SOURCE TEXT
The steady state generated is set up as a background configuration for the solar corona. A modified Titov-Demoulin flux rope (Titov & Demoulin 1999) is placed near an active region around the solar equator. We refined the grid around the center of the shock to have a size of 0.03 R_s. Figure 1 (adapted from Liu et al. 2008b) shows the flux rope, the line around the area where the mesh is refined and the magnetic field on the surface of the Sun. Shortly after the initial setup, the CME propagates at a speed of 400 km s^-1 and accelerate to 600 km s^-1 in about 50 min. The ambient Alfvén speed at the region where CME propagates is less than 300 km s^-1. The steady-state solar wind, the initiation of the CME, the propagation and acceleration of the CME, the evolution of the CME-driven shock, and the post-shock compression were presented in Liu et al. (2008b).

Fig. 2

The plot of density, temperature, and angle of the magnetic field versus (vs.) position for times a) t = 20 min, b) t = 30 min, and c) t = 40 min. The dashed lines mark the region of the sheath characterized by the compressed plasma.

3. Sheath

The transition from the interplanetary field to the ejecta has been investigated extensively using in situ observations on ICMEs, the interplanetary manifestations of CMEs (Kaymaz & Siscoe 2006; Liu et al. 2006, 2008a). The observed properties used to identify sheaths include density change and magnetic field rotation. (Klein & Burlaga 1982; Liu et al. 2006; Richardson & Cane 1995). These features are measured at 1 AU. In this paper, we analyze the sheath characteristics near the Sun and study its evolution as the sheath propagates from the Sun. This study is very important because through the study of the internal structure of a CME we gain insight on the acceleration of particles. It is known that energetic particles are accelerated predominantly in the lower corona (Lee 2005).

To quantify these features, we sample the data on a radial line going through the middle of the flux rope (X = 1.08 R_s, Y = 0.27 R_s, Z = 0.11 R_s). The coordinates X, Y, and Z are in the heliographic rotational system (HGR), the same as the coordinate system used in the calculation. In Fig. 2, the density, the temperature, and the angles θ_B and φ_B, which are the zenith and azimuthal angle of the magnetic field, respectively, are plotted versus (vs.) R (the distance to the center of the sun) for t = 20, 30, and 40 min. The temperatures were obtained from the pressure and mass density in the simulated sheath. The two straight dashed lines mark the sheath region of compressed plasma ahead of the flux rope (ejecta), which is characterized by low-density plasma.

The density decreases to about one fourth of the maximum density toward the ejecta. In addition to the decrease in density, the zenith angle of the magnetic field θ_B increases over 60 degrees at the lower boundary of the sheath, which implies that the magnetic field rotates over large angles. This rotation is in additional to the usual rotation seen as the spacecraft travels through the flux rope (ejecta). These two features are consistent with the ICME observations at 1 AU (Kaymaz & Siscoe 2006). The temperature in the sheath is lower than the temperature in the flux rope, which is opposite to the observed temperatures. The Titov-Demoulin flux rope is very diffusive, and as the flux rope propagates away from the Sun, diffusion tends to dissipate the magnetic flux converting it into heat. This numerical artefact can be avoided only by employing extremely high resolution all along the flux rope, which is numerically forbidden. We refined the grid in the Sun-Earth line with 0.03 R_s. Since we focus mainly on the magnetic evolution from the sheath to the flux rope, we assume qualitatively that our analysis and results hold.

STORED ROWS
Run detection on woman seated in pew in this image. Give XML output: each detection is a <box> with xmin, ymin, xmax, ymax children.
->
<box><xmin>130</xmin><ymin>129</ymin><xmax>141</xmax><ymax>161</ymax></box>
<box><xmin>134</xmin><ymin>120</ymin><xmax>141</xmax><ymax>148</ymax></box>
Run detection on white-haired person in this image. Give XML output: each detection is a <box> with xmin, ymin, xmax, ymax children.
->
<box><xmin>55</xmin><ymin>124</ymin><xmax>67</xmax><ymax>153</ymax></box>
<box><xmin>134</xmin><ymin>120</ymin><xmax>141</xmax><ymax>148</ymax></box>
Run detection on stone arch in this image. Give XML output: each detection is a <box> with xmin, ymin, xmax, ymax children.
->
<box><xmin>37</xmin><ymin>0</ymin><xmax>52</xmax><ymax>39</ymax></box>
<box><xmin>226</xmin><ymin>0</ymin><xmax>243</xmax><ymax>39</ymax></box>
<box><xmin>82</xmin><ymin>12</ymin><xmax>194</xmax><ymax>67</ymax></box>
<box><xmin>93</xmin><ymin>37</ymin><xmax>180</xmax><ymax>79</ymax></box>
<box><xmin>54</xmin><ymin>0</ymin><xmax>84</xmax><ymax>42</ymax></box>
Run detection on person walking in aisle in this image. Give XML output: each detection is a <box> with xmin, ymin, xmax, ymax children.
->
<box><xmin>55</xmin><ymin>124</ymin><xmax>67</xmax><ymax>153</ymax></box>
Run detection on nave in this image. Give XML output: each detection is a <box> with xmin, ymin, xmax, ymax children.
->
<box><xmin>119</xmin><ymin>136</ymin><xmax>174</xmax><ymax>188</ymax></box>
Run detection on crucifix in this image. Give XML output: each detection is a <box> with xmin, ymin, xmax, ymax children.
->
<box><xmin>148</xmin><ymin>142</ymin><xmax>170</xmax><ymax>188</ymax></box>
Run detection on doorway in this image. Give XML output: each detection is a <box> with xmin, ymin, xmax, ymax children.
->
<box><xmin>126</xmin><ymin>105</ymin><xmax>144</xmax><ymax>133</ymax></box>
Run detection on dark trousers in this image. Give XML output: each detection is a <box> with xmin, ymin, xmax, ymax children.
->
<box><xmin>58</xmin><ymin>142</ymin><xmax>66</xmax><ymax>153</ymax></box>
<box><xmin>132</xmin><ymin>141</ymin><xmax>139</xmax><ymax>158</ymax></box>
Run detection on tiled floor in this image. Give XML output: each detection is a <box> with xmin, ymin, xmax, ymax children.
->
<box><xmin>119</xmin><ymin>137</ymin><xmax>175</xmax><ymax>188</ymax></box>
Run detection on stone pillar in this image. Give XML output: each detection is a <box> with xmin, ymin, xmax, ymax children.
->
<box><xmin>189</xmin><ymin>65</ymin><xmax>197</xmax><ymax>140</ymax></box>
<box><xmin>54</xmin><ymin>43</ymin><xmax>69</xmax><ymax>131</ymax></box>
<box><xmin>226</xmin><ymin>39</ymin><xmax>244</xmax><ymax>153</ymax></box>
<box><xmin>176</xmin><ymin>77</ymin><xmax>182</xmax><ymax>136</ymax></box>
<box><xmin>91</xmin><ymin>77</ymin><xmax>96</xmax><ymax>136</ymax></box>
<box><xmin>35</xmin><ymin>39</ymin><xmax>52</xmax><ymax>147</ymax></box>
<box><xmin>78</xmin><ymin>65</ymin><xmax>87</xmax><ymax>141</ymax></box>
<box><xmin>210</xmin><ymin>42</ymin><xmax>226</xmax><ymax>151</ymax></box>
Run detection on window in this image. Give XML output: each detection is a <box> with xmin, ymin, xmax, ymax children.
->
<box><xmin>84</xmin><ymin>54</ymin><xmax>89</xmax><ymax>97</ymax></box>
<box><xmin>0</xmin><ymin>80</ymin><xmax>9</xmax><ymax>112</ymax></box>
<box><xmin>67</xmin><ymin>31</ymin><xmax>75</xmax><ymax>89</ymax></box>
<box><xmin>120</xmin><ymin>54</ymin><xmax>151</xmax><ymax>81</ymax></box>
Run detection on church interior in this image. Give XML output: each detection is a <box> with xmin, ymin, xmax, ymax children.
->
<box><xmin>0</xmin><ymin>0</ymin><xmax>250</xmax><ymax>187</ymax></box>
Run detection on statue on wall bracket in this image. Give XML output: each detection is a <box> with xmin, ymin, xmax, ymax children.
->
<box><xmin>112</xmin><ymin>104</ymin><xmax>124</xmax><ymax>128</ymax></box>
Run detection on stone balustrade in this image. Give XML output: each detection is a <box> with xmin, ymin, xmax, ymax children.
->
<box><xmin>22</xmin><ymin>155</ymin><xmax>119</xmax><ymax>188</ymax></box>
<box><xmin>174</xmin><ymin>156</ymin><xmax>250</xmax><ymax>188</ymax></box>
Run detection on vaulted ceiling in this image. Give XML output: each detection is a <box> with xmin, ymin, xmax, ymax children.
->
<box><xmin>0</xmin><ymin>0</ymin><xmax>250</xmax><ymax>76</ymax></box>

GOAL
Reproduce the stretch of the CME sheath text from "The transition from" through "corona (Lee 2005).", substituting "density variation" for "density change". Work only from the CME sheath text and not from the records.

TASK RESULT
The transition from the interplanetary field to the ejecta has been investigated extensively using in situ observations on ICMEs, the interplanetary manifestations of CMEs (Kaymaz & Siscoe 2006; Liu et al. 2006, 2008a). The observed properties used to identify sheaths include density variation and magnetic field rotation. (Klein & Burlaga 1982; Liu et al. 2006; Richardson & Cane 1995). These features are measured at 1 AU. In this paper, we analyze the sheath characteristics near the Sun and study its evolution as the sheath propagates from the Sun. This study is very important because through the study of the internal structure of a CME we gain insight on the acceleration of particles. It is known that energetic particles are accelerated predominantly in the lower corona (Lee 2005).